» Text extract:
Billions on way for victims of the cladding scandal
Billions on way for victims of the cladding scandal: Ministers finally pledge financial help for people hit with huge costs to repair fire-risk homes
- Robert Jenrick pledged assistance to those facing costs to repair fire-risk homes
- Plan no leaseholders in building above 18 metres will pay for cladding removal
- Not yet clear what help will be offered to those in blocks below 18m in height
Long-awaited help for victims of the cladding scandal will be announced by the Government today.
Housing Secretary Robert Jenrick will pledge state assistance for many of those hit with huge costs to repair their fire-risk homes.
Whitehall sources say under the plan no leaseholders in buildings above 18 metres or six storeys will have to pay for the removal of flammable cladding.
Mr Jenrick will say they will not have to pay a penny directly or indirectly, because freeholders will be banned from clawing back the cost of expensive repairs from leaseholders.
However, last night it was not clear what help would be given to leaseholders in blocks below 18m in height – the vast majority of those affected.
Housing Secretary Robert Jenrick will pledge state assistance for many of those hit with huge costs to repair their fire-risk homes. Pictured: Residents of the Green Quarter development in Manchester city centre
Around four million people are stuck in dangerous buildings, with more than a million flat-owners facing crippling costs for safety measures and special insurance.
The scandal has left families facing repair bills of up to £115,000, and without Government action hundreds of thousands of flats are unsellable.
The announcement comes a week after Boris Johnson told the Commons: ‘We are determined that no leaseholder should have to pay for the unaffordable costs of fixing safety defects that they didn’t cause and are no fault of their own.’
It is believed the cost of the cladding bailout from the Treasury could top £5billion. Ministers have also discussed a levy on construction firms to help foot the bill.
However, Tory MP Stephen McPartland, who has been campaigning on the issue, said he was concerned that thousands of people in lower-rise blocks will still be forced to take out loans.
‘It is clear [ministers] don’t have a grip on the situation and their incompetence is creating this problem,’ he said last night.
Last month the Mail also spoke to Lilli Houghton, 26, (pictured) who bought a flat in Leeds with her boyfriend for £145,000 in July 2018. A safety investigation later discovered flammable cladding, forcing her to pay an initial extra £960 in service charges
‘Millions of leaseholders are facing financial ruin and we will not accept loans to leaseholders. They are not a solution, they are a disgraceful betrayal.’
Paul Afshar, of the End Our Cladding Scandal campaign, said: ‘The psychological cost of living in firetrap flats is heavy enough to bear.

» Directions:
#1 In the cladding article, how large have the repair bills facing families become?
#2 Write out the part of the cladding article between "The announcement comes" and "take out loans.", inclusive.
#3 Carry the cladding article on from its final sentence.
The listing that comes next has no connection to the cladding article.

» Record set:
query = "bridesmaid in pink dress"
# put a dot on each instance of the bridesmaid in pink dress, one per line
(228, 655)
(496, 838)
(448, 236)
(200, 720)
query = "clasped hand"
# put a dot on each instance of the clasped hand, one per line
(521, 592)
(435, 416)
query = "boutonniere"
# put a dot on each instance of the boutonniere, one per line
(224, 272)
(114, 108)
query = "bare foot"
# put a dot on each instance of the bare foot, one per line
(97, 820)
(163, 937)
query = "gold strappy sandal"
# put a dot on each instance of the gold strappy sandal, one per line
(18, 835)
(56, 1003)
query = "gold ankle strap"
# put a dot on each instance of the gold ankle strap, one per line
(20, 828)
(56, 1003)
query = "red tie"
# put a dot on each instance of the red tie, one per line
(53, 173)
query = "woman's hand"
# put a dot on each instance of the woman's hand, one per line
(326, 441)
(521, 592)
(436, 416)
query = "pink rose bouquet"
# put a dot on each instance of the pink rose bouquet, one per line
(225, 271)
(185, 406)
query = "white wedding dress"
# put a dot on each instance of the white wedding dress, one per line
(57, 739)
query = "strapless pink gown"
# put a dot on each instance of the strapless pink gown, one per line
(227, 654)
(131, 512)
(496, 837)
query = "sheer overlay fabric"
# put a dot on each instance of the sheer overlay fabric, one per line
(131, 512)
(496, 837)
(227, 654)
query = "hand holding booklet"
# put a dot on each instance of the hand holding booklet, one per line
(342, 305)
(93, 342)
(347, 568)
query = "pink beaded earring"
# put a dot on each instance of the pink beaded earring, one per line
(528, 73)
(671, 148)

--

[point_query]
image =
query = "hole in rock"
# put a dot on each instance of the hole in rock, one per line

» Set of answers:
#1 Up to £115,000.

#2
The announcement comes a week after Boris Johnson told the Commons: ‘We are determined that no leaseholder should have to pay for the unaffordable costs of fixing safety defects that they didn’t cause and are no fault of their own.’
It is believed the cost of the cladding bailout from the Treasury could top £5billion. Ministers have also discussed a levy on construction firms to help foot the bill.
However, Tory MP Stephen McPartland, who has been campaigning on the issue, said he was concerned that thousands of people in lower-rise blocks will still be forced to take out loans.

#3
‘Now it looks like we will shortly be saddled with crippling 30-year loans, longer than our mortgages, to fix a problem we didn’t cause.
The Government needs to decide where its priorities lie. On the one side you have millions of leaseholders suffering sleepless nights for fear of £40,000 bills landing on their doorstep just to make their homes safe.
‘On the other, the largest developers who collectively have made more than £10billion in profit since the Grenfell fire. Rishi Sunak can and must do the right thing and properly fund cladding removal to make sure millions of voters can, once and for all, sleep safely at night.’
More than a million homeowners have been left unable to sell or remortgage their flats since the Grenfell Tower inferno in Kensington, west London, which killed 72 people in June 2017.
More than a million homeowners have been left unable to sell or remortgage their flats since the Grenfell Tower inferno in Kensington, west London, which killed 72 people in June 2017
Leaseholders face average costs of £40,000 each – and some of up to £115,000 – to replace dangerous cladding.
Panels sold without any fire training
The manager who sold flammable cladding for Grenfell Tower was given tough sales targets but no training on the product’s fire safety, an inquiry heard yesterday.
Deborah French was hired as the UK cladding sales manager by construction giant Arconic even though she had no knowledge of the product.
She sold panels with a combustible polyethylene core to contractors refurbishing the tower block in Kensington, west London. Speaking at the public inquiry into the disaster, Miss French said she attended a week-long induction at Arconic’s offices in France when she joined the firm.
She described being given ‘training on every aspect of sales’. However the 54-year-old said she was not given any technical training and instead had to learn ‘on the job’.
Just 216 out of an estimated 11,760 dangerous buildings have been fixed in the three-and-a-half years since the Grenfell fire.
The Daily Mail has launched a campaign calling on ministers to make homes safe within 18 months and spare leaseholders the cost.
Among those facing huge bills after cladding was deemed to be dangerous were leaseholders in Manchester’s Green Quarter, which the Mail highlighted last month.
Our campaign also calls for the companies responsible for the crisis to be made to pay their fair share.
Last week Barratt became the first housing developer to back a levy. Chief executive David Thomas said the industry had a ‘collective responsibility’ to cover the costs of the crisis.
The housing ministry is understood to be lobbying the Treasury for a £10billion pot, including the levy on developers.
But leaseholders fear the Government’s plans do not go far enough and will still lumber many of them with huge long-term loans.
Last month the Mail also spoke to Lilli Houghton, 26, who bought a flat in Leeds with her boyfriend for £145,000 in July 2018.
A safety investigation later discovered flammable cladding, forcing her to pay an initial extra £960 in service charges.
She then faced a bill for almost £3,000 last month – and was told the total cost of works for each flat could be as much as £43,000.
She said: ‘People are taught from a young age to save their money and get a foot on the property ladder.